WORK INSTRUCTIONS -
From the data below, please reproduce exactly everything from the line that contains "Target: round rearview mirror" down to the line that contains "558, row 742.", with both ends included.

..............................

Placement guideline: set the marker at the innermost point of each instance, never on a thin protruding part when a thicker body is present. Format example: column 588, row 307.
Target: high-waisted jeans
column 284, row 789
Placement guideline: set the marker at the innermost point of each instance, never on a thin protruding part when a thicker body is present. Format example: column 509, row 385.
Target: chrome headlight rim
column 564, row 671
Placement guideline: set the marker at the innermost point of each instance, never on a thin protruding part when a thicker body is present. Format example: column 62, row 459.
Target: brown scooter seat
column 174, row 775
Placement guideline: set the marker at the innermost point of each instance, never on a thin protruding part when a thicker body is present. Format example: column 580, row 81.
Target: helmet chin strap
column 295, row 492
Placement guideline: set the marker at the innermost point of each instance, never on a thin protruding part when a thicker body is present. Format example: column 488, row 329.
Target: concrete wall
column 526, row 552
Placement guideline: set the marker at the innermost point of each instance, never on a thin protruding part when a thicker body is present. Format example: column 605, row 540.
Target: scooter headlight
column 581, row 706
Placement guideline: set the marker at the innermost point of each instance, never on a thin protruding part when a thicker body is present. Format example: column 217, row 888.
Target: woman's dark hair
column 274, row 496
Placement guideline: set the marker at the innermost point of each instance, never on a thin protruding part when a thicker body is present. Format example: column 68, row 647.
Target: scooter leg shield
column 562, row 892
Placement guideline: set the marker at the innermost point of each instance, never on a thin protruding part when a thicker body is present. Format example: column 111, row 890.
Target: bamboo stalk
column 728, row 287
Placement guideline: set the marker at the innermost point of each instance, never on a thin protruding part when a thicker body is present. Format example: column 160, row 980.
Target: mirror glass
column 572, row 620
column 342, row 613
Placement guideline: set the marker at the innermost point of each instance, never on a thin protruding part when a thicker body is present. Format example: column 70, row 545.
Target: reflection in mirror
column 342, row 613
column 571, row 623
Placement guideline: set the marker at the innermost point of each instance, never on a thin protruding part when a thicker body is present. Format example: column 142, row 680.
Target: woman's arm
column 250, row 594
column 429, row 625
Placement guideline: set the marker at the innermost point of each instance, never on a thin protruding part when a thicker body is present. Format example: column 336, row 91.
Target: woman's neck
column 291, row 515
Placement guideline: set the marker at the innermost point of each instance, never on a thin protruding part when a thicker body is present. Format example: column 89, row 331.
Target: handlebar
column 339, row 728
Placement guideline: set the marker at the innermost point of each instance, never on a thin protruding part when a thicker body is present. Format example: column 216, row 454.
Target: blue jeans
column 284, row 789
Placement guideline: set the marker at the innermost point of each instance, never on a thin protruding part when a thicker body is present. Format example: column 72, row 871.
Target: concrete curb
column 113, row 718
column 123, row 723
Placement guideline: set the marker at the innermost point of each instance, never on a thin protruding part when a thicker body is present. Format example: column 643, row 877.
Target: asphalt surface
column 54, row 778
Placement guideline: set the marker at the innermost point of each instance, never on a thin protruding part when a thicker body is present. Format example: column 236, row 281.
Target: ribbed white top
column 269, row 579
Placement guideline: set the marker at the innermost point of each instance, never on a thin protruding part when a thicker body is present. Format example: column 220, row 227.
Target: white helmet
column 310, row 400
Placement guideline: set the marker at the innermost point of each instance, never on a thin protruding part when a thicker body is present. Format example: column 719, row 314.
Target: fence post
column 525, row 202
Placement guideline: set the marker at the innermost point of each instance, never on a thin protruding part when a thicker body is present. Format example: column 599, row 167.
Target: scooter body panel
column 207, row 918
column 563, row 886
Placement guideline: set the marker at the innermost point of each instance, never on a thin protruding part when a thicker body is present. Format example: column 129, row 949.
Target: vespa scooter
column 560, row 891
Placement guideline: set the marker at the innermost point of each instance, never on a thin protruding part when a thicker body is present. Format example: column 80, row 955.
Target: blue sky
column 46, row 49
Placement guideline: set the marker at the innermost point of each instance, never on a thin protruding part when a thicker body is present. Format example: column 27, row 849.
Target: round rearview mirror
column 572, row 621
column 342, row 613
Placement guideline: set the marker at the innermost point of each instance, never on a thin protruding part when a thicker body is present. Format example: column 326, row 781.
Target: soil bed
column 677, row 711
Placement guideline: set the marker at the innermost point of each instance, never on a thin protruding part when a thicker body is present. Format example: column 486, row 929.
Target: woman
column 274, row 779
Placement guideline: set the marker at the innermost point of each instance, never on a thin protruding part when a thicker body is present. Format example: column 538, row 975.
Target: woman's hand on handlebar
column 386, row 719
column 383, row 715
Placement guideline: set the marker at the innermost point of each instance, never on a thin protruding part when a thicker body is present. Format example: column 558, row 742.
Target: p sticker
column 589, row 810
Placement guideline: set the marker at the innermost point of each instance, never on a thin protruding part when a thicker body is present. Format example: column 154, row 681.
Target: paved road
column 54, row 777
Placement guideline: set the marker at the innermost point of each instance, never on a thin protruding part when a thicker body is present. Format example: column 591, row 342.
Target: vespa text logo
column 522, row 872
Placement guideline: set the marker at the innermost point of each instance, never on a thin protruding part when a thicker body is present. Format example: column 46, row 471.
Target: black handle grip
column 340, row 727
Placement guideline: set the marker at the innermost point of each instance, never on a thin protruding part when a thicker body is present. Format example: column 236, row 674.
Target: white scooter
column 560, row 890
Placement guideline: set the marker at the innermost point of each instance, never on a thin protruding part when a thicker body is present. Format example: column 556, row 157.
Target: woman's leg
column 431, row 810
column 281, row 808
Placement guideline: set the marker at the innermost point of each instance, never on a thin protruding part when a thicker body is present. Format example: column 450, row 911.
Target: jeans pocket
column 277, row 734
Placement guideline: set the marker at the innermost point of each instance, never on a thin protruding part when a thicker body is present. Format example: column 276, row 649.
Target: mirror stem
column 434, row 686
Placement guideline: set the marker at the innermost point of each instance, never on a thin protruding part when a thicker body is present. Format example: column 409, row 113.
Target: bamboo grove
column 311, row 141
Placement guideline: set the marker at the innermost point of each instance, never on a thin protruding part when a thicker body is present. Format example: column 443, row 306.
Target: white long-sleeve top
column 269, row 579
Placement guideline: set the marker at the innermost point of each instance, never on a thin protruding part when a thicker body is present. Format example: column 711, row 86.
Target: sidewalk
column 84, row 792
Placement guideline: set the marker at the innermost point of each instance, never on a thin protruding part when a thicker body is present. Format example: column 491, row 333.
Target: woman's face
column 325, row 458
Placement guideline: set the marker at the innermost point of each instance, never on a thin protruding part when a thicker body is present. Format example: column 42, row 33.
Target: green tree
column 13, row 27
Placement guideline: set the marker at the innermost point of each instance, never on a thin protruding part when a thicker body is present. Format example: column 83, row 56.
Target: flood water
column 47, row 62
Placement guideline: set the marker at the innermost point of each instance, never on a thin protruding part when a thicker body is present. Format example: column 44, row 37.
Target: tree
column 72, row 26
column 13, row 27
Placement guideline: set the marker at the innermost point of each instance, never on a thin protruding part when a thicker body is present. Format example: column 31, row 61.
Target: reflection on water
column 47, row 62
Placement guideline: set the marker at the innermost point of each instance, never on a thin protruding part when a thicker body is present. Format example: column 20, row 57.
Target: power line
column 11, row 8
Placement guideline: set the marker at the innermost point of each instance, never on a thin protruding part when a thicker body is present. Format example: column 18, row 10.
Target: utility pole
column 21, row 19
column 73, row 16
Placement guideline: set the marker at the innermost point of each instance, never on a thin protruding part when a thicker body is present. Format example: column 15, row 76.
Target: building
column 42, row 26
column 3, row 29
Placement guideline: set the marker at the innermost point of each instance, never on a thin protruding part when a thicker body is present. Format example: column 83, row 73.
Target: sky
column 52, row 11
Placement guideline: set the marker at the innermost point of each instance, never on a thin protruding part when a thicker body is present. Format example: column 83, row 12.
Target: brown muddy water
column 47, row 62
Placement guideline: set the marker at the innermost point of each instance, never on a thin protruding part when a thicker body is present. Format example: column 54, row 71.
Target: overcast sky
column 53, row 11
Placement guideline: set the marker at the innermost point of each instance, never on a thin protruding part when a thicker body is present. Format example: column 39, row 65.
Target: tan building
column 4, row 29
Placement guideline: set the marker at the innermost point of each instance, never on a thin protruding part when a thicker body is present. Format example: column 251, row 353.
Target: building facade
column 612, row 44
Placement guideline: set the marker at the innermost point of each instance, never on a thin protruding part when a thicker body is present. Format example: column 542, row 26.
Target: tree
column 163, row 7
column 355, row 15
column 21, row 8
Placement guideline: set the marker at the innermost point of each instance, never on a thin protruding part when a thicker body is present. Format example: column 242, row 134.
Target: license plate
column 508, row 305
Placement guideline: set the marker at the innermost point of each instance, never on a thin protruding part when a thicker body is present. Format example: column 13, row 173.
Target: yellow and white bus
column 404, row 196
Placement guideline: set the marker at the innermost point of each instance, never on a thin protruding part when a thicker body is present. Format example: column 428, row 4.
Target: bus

..............................

WRITTEN REPLY -
Target: round rearview mirror
column 572, row 621
column 342, row 613
Placement guideline: set the marker at the innermost point of each instance, never on a thin protruding part when a thicker body is present. Format example: column 326, row 781.
Target: soil bed
column 677, row 711
Placement guideline: set the marker at the innermost point of each instance, never on a thin protruding part when a thicker body is present. Format example: column 486, row 929.
Target: woman
column 274, row 779
Placement guideline: set the marker at the innermost point of each instance, never on a thin protruding part when a thicker body is present. Format example: column 538, row 975.
Target: woman's hand on handlebar
column 386, row 719
column 383, row 715
Placement guideline: set the marker at the innermost point of each instance, never on a thin protruding part when a thicker body is present. Format example: column 558, row 742.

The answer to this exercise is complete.